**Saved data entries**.
◆ ◆ ◆ ◆ ◆

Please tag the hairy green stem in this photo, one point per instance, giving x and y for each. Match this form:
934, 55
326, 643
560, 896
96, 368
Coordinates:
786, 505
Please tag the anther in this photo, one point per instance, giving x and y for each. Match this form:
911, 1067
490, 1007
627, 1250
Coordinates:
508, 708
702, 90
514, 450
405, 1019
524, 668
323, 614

◆ ◆ ◆ ◆ ◆

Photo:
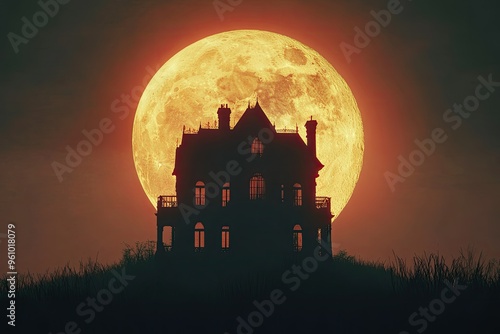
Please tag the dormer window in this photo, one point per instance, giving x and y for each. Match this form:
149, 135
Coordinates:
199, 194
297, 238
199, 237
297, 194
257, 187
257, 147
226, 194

◆ ◆ ◆ ◆ ◆

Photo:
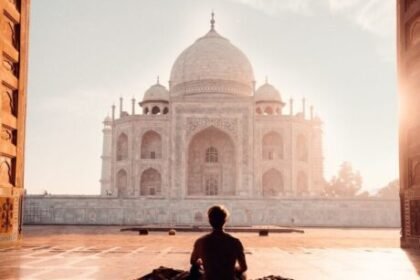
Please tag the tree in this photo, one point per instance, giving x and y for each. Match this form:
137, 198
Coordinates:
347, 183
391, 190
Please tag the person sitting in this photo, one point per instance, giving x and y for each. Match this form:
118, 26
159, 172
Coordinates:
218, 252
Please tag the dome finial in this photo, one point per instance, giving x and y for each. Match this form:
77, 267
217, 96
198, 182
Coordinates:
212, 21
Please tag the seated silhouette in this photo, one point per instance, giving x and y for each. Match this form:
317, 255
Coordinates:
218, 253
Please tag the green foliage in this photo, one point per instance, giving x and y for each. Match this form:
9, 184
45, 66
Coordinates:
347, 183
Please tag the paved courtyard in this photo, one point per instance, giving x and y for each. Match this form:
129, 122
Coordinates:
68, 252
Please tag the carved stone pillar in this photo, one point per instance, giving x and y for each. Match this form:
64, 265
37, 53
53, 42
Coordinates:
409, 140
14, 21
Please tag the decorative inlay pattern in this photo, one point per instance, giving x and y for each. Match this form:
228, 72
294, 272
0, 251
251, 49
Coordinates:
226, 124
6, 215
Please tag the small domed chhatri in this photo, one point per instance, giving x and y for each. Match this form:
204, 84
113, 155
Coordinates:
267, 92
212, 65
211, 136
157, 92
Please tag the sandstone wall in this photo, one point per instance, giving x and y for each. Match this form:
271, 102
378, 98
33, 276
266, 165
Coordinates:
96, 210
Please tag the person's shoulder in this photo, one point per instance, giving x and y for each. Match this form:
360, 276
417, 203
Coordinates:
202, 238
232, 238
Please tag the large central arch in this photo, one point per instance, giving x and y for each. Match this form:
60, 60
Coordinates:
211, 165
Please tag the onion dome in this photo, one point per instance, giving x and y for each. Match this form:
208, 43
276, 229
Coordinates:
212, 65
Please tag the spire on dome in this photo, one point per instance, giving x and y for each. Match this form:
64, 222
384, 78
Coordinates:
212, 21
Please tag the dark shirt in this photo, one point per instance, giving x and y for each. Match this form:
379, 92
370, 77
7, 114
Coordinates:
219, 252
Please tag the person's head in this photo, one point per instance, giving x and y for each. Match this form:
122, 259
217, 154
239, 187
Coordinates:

◆ ◆ ◆ ◆ ◆

**What needs to be done**. How many lines of the entries include the string "person"? Answer with a number and no other words.

**Exercise result**. 3